* **Parts of the exercise**
**a.** Name every metadata filter that the text on episodic memory recommends applying from the start.
**b.** Reproduce a passage of the text on episodic memory word for word: begin at the words "Design memory writes" and stop after "long-running research workflows.".

Episodic Memory Retrieval & Injection

Problem

Stateless request handling causes agents to repeatedly rediscover decisions, constraints, and prior failures. Over multi-session workflows this leads to redundant work, inconsistent behavior, and shallow planning because each turn lacks durable historical context.

Solution

Add a vector-backed episodic memory store:

After every episode, write a short "memory blob" (event, outcome, rationale) to the DB.
On new tasks, embed the prompt, retrieve top-k similar memories, and inject as hints in the context.
Apply TTL or decay scoring to prune stale memories.

Design memory writes as structured records (decision, evidence, outcome, confidence) rather than raw transcripts. Structured memory reduces repetitive outputs and improves reasoning (ParamMem 2026). At retrieval time, filter by task scope and recency so injected memories improve reasoning quality instead of introducing retrieval noise. Episodic memory with self-reflection achieved 91% pass@1 on HumanEval vs 80% baseline (Reflexion, NeurIPS 2023).

How to use it

Use this in multi-session coding agents, support copilots, and long-running research workflows.
Start with a small top-k and strict metadata filters (task, repo, owner, timestamp).

* **Supplied entries**
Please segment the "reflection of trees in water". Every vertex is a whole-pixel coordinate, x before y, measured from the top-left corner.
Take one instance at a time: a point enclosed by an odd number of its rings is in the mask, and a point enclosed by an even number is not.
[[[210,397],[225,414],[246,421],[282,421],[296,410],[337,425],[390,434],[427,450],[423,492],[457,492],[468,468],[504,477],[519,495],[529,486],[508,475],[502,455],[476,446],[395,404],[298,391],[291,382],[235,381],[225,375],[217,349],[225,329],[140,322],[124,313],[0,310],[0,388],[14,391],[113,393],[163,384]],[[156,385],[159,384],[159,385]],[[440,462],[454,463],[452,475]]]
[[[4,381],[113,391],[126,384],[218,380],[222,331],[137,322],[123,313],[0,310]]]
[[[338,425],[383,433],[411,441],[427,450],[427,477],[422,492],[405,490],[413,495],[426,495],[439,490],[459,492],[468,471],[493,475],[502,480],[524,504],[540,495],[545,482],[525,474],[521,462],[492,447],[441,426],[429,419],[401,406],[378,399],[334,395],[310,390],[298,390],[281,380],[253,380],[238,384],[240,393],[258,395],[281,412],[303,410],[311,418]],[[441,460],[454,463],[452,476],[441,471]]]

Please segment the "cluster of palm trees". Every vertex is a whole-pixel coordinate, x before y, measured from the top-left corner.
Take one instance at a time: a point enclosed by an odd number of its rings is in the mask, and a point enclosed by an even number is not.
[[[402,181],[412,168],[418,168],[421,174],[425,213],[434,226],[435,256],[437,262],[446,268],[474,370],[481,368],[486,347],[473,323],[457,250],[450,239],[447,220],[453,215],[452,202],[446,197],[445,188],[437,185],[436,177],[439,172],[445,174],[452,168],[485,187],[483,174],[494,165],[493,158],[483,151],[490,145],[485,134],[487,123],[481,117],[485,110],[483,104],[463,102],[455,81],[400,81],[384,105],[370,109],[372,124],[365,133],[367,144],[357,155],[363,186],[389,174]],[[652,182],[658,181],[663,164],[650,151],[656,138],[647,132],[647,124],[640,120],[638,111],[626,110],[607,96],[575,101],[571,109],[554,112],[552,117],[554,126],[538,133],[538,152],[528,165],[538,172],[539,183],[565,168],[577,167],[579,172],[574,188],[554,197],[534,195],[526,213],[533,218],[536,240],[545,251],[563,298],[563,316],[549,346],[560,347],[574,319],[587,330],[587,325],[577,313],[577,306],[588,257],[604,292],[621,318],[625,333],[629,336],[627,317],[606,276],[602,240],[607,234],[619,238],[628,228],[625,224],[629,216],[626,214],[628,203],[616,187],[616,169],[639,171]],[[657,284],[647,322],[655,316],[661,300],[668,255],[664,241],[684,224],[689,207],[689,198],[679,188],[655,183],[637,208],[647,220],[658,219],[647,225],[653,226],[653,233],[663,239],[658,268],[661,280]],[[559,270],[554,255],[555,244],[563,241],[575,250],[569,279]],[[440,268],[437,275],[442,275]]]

* **Expected responses**
**a.** task, repo, owner, timestamp

**b.**
Design memory writes as structured records (decision, evidence, outcome, confidence) rather than raw transcripts. Structured memory reduces repetitive outputs and improves reasoning (ParamMem 2026). At retrieval time, filter by task scope and recency so injected memories improve reasoning quality instead of introducing retrieval noise. Episodic memory with self-reflection achieved 91% pass@1 on HumanEval vs 80% baseline (Reflexion, NeurIPS 2023).

How to use it

Use this in multi-session coding agents, support copilots, and long-running research workflows.